**Task requirements**:
1. From the article on Google's incognito mode, transcribe the passage that begins at the words "However, the psychologist" and stops after the words "Go over Google.".
2. Please condense the paragraph of the article on Google's incognito mode that starts "Epstein admitted that the study had problems" into a short bulleted list that keeps its main facts.

**Text passage**:
On Tuesday, Google competitor Duck Duck Go released a study showing that Google gives users personalized search results, even when a user goes into "incognito mode." Dr. Robert Epstein, a Ph.D. psychologist who focuses on search engine manipulation, drew the logical conclusion Duck Duck Go refused to state.

"The incognito mode is a lie, that's what they found," Epstein, whose research features prominently in the recent film "The Creepy Line," told PJ Media on Wednesday. "The kind of search results they were getting from people in incognito mode and in normal mode were extremely similar, and of course the results that one person got were extremely different than the results that another person got."

"That's another way of saying that incognito mode is a lie. It's an illusion," the psychologist explained. "They didn't say that, but that's what they found."

While incognito mode "may hide certain kinds of things from certain kinds of websites," letting users get around paywalls of various kinds, it does not hide a user's identity from Google. This means Google still carries out surveillance to know what users want and applies its advertising to leverage the algorithm to their profit, even in "incognito mode."

Epstein admitted that the study had problems. "We have a credibility problem for sure — they didn't tell us how they found their volunteers, for example," he said. He also faulted the study for "just showing you the raw numbers without using statistical methods to see whether these numbers are significant statistically. They didn't do that, for some reason."

However, the psychologist did a deep dive into the results and found them rather credible, so long as the volunteers were truly chosen at random. That said, Epstein did not side with Duck Duck Go over Google.

"I don't recommend Duck Duck Go to people, even though I believe they don't track data and I think that's great," he explained. "I don't recommend it because I don't find the quality of their search results to be very good."

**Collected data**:
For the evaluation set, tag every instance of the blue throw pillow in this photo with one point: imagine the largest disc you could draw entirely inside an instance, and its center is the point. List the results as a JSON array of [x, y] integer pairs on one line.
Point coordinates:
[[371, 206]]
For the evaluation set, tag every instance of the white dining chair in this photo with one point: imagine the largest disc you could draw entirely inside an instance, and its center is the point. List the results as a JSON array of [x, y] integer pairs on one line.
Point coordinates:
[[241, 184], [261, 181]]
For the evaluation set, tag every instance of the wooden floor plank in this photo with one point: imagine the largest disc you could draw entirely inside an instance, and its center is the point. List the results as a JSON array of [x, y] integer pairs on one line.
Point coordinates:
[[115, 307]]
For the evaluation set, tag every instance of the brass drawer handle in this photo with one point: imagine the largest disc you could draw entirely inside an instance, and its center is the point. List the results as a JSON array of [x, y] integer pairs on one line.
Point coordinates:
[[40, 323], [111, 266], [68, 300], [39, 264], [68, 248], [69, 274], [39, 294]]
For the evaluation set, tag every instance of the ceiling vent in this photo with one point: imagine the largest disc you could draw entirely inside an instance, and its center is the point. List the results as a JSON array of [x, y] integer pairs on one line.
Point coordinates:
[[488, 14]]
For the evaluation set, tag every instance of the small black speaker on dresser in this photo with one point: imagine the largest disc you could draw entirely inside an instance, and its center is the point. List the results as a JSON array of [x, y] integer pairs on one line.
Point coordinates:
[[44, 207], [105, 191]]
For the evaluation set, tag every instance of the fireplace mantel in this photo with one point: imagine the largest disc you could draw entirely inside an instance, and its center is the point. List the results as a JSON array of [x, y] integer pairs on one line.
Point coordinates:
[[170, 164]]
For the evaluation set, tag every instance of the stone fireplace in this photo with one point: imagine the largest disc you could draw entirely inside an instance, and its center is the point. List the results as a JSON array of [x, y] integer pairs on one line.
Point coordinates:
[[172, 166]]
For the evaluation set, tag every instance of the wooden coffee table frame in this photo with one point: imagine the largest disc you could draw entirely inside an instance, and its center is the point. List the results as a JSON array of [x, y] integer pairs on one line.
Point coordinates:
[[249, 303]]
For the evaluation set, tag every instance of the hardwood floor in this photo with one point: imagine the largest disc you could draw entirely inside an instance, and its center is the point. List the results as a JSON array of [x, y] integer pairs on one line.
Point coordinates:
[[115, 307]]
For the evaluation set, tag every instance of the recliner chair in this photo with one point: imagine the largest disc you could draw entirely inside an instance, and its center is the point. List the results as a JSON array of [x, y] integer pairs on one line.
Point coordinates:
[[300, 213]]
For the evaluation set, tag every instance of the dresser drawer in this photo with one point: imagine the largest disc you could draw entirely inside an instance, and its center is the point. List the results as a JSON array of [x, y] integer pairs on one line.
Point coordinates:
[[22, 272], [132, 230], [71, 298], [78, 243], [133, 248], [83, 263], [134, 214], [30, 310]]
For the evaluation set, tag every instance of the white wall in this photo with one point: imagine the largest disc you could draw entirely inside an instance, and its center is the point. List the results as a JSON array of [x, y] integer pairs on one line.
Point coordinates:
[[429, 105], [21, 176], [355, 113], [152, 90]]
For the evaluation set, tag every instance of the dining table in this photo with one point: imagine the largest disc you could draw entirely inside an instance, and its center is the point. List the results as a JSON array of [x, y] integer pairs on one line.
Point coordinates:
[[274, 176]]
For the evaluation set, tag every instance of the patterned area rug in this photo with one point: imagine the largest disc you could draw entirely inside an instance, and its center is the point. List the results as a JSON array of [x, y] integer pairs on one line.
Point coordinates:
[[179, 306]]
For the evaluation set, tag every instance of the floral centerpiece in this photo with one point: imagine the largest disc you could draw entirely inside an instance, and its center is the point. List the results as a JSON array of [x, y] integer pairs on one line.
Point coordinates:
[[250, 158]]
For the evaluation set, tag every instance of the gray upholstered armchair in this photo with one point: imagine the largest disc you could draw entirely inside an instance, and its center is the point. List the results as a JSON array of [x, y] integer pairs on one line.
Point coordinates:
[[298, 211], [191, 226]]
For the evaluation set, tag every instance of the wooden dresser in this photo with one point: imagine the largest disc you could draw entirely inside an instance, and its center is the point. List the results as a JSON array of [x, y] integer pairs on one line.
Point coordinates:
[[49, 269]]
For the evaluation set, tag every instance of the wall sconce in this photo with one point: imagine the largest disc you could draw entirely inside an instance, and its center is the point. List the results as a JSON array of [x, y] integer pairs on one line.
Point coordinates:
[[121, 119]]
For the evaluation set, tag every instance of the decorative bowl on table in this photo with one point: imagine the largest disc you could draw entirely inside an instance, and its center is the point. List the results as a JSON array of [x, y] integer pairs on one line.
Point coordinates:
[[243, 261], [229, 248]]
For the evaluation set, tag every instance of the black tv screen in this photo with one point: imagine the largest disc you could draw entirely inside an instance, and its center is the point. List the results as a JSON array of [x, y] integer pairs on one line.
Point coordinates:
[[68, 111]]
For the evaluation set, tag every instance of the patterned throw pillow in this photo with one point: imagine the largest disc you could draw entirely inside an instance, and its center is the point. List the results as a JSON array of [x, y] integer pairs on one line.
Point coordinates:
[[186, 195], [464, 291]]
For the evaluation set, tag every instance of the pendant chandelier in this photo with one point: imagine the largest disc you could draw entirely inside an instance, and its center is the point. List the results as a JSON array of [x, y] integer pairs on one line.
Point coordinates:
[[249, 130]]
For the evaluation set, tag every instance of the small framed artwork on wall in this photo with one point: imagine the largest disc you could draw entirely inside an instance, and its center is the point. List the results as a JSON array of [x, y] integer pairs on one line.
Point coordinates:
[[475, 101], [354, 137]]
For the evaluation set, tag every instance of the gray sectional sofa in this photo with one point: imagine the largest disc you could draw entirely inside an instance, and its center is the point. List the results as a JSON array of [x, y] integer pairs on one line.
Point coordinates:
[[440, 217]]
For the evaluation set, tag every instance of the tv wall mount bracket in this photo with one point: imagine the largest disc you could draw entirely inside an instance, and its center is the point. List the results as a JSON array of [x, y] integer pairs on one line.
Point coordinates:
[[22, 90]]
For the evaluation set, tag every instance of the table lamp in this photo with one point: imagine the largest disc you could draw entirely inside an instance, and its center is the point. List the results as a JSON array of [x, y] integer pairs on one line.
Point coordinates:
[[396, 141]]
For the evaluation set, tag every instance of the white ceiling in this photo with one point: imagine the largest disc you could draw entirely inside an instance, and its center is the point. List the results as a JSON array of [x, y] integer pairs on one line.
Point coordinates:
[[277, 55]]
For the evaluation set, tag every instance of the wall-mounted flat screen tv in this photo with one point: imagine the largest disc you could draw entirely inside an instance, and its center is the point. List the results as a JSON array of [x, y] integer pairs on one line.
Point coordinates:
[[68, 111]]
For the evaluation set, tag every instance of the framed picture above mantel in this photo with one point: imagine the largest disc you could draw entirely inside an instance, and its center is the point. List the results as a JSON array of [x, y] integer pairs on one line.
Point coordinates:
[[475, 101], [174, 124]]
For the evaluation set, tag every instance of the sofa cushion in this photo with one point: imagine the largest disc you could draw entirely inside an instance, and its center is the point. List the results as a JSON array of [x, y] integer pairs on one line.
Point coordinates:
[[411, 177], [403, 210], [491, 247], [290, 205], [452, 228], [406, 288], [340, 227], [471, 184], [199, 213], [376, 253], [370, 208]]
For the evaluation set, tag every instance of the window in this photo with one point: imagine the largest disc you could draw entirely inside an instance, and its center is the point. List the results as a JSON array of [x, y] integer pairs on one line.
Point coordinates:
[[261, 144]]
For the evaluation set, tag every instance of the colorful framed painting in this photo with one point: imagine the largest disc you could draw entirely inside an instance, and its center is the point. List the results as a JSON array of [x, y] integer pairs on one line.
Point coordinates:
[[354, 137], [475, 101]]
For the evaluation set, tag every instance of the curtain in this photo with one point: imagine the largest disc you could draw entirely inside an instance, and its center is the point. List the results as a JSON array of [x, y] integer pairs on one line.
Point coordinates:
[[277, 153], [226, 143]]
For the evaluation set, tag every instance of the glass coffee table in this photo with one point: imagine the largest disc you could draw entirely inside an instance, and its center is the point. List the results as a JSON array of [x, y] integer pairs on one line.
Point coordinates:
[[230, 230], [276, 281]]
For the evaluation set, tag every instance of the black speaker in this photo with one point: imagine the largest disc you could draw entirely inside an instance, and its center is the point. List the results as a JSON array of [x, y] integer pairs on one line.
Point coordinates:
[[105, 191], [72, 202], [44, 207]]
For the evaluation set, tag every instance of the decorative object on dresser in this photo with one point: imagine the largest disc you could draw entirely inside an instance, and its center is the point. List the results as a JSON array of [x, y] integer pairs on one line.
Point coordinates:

**Task solutions**:
1.
However, the psychologist did a deep dive into the results and found them rather credible, so long as the volunteers were truly chosen at random. That said, Epstein did not side with Duck Duck Go over Google.

2.
- Epstein acknowledged that the study had problems.
- He said it had a credibility problem, since it did not explain how the volunteers were found.
- He criticized it for showing only raw numbers, without statistical methods to check whether they were significant.